Transcribe the listing exactly, leaving out every picture.

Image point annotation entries
---+---
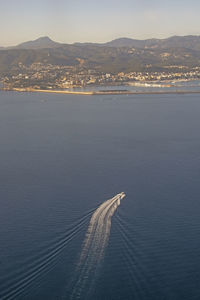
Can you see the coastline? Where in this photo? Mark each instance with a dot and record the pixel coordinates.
(104, 92)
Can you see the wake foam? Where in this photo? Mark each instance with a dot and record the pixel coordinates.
(93, 248)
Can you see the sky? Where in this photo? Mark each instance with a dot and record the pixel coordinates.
(70, 21)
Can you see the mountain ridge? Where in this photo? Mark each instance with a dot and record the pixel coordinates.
(187, 41)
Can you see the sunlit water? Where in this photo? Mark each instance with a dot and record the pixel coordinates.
(63, 159)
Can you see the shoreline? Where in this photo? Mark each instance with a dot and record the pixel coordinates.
(109, 92)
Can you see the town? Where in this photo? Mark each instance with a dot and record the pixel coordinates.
(53, 77)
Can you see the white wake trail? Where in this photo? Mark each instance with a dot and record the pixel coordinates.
(94, 245)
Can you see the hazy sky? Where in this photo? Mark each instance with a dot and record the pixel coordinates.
(96, 21)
---+---
> Completed task:
Can you see the coastline? Where in this photo? Mark each instance with a dot and record the pixel coordinates.
(104, 92)
Can you see the wake foam? Where in this photo? Mark each instance with a dot and record the pixel coordinates.
(93, 248)
Can you see the sky? Where in this photo? Mark each instance with a dot and record the pixel coordinates.
(70, 21)
Can you see the mountain ridge? Where in this photo? Mark each instance with a dot and record the pixel coordinates.
(187, 41)
Can you see the sunlit water? Where in this photo? Mark each instance with a dot and record the pixel coordinates.
(63, 159)
Can you see the shoreline? Where in this photo? Mark each instance with a dot and record the pixel coordinates.
(109, 92)
Can you see the town? Where in this photo? Mark each instance with a dot and record the pixel coordinates.
(53, 77)
Can you see the white wake trail? Where in this photo? Mark each instance with a dot and record the pixel coordinates.
(94, 245)
Can you see the hazy sky? Where in this photo? Mark each instance with a dot and record the pixel coordinates.
(96, 21)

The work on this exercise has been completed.